Retype the lines of the listing below, from the line containing "Mark a point on each instance of the wet" through the line containing "[(577, 553)]", without changing anything.

◆ SUPPLIED DATA
— START —

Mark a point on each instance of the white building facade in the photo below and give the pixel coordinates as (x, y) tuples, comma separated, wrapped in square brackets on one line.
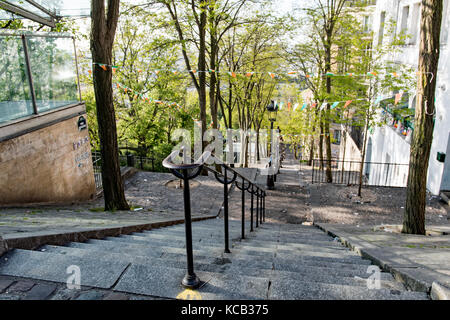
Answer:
[(391, 143)]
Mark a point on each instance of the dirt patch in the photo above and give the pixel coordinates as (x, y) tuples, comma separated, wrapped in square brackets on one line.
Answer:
[(178, 184), (377, 206)]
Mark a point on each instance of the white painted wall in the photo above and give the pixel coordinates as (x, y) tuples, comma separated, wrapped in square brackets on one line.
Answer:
[(390, 142)]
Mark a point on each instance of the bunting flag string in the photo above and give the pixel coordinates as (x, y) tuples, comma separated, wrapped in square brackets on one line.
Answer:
[(272, 75), (141, 96)]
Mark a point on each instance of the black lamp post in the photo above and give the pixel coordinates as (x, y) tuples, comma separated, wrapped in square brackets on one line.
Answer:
[(272, 108)]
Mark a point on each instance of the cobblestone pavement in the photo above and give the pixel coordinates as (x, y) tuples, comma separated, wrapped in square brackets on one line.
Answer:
[(146, 190), (13, 288), (340, 204)]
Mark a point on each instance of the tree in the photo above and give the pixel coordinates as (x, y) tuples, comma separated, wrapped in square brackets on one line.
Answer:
[(431, 19), (103, 29)]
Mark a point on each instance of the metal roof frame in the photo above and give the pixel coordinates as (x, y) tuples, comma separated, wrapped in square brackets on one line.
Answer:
[(5, 5)]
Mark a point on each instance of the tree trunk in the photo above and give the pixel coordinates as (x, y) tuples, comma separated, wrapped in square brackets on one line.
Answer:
[(361, 168), (321, 143), (102, 39), (202, 65), (414, 215), (327, 110)]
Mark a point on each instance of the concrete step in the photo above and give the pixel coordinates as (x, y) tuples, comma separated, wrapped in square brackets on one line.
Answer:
[(165, 282), (289, 289), (54, 267), (143, 249), (209, 242), (235, 267), (387, 281)]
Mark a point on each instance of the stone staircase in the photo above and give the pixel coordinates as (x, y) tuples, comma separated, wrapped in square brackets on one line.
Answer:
[(277, 261)]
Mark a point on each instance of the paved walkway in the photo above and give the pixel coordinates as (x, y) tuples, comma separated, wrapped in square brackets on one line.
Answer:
[(288, 203), (145, 191), (416, 260)]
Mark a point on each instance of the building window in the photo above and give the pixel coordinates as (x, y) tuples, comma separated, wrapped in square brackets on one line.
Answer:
[(381, 29), (415, 23), (337, 137), (367, 24), (405, 18), (38, 73), (15, 93), (445, 23)]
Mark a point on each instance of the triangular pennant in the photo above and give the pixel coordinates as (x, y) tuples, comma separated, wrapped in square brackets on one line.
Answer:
[(377, 101), (398, 97)]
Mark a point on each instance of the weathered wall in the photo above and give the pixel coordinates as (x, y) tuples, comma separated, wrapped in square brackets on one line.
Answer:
[(52, 164)]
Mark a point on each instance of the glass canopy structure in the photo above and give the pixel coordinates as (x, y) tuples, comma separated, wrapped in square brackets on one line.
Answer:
[(45, 12), (38, 74)]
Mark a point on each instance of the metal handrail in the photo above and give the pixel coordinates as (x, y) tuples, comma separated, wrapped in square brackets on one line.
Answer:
[(188, 171)]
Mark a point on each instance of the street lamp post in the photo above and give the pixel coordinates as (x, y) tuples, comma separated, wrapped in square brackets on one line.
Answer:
[(272, 108)]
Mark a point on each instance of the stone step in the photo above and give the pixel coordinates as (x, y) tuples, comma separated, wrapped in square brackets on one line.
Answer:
[(236, 267), (210, 242), (142, 249), (287, 247), (386, 281), (319, 253), (255, 241), (299, 259), (288, 289), (108, 256), (257, 234), (182, 238), (54, 267), (166, 282)]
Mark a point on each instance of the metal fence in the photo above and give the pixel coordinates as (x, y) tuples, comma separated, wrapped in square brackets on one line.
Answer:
[(146, 164), (374, 173), (96, 162)]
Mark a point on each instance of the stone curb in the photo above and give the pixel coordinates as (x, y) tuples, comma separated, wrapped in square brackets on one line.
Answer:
[(34, 241), (368, 251), (3, 246), (439, 292)]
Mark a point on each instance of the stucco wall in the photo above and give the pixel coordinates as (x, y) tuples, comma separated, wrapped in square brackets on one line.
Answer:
[(52, 164), (392, 143)]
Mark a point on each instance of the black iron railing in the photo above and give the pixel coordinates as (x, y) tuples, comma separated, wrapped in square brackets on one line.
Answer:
[(189, 171), (376, 174)]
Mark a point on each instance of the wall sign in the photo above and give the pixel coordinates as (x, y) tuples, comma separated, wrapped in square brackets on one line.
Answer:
[(82, 124)]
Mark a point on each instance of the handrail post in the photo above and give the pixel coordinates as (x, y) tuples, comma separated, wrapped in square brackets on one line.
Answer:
[(257, 206), (264, 206), (190, 280), (225, 209), (261, 207), (243, 210), (251, 210)]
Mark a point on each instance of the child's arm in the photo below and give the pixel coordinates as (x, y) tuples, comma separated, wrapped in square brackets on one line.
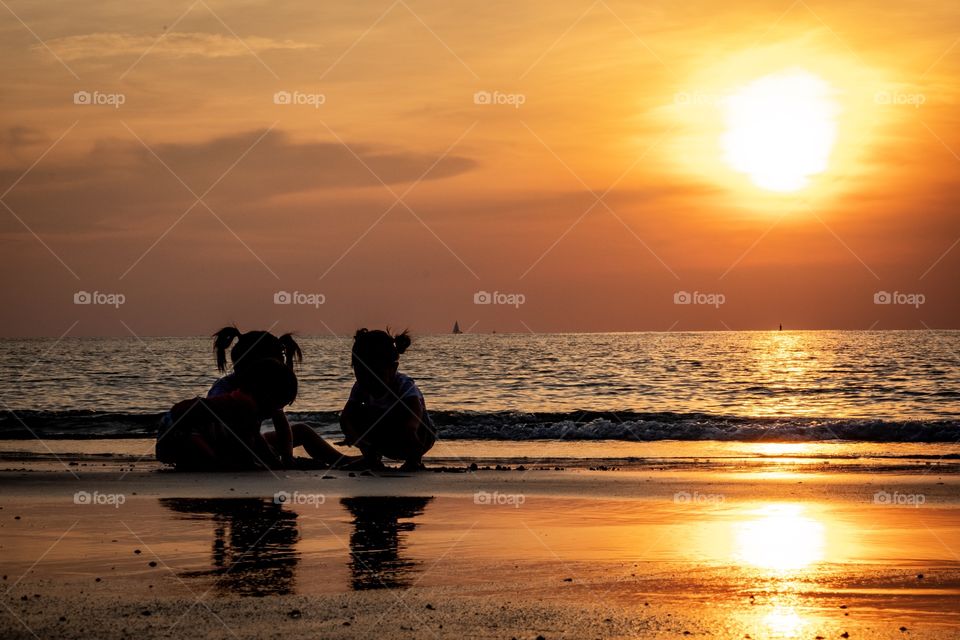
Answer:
[(348, 424), (284, 441), (412, 415)]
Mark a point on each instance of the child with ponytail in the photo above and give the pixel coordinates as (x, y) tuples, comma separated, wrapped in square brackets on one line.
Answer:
[(254, 346), (386, 415)]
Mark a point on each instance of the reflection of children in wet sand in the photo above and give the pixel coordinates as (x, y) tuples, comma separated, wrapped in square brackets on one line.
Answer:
[(254, 544), (376, 545)]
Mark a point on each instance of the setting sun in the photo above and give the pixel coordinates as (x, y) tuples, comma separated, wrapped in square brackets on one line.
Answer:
[(780, 130)]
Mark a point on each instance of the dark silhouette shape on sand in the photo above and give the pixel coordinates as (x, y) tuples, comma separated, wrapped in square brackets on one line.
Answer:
[(377, 540)]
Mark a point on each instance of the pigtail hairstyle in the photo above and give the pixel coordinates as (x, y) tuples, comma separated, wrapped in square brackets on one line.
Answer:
[(378, 347), (401, 341), (291, 350), (221, 342)]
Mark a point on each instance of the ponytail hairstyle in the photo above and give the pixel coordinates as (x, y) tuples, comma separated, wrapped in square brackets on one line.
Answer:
[(254, 345), (378, 348), (271, 383)]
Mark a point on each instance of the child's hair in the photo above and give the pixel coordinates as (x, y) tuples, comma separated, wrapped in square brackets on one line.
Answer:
[(271, 383), (254, 345), (378, 348)]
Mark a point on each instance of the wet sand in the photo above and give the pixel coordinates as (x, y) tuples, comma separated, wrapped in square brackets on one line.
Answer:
[(577, 553)]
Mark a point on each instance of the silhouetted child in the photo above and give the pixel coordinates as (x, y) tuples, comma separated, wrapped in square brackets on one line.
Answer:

— END —

◆ COMPLETE ANSWER
Mark a point on each instance of the wet sand in the photo above and give the pixel coordinates as (x, y) tuples, comma separated, wrapped in square brackets on one line.
Answer:
[(577, 553)]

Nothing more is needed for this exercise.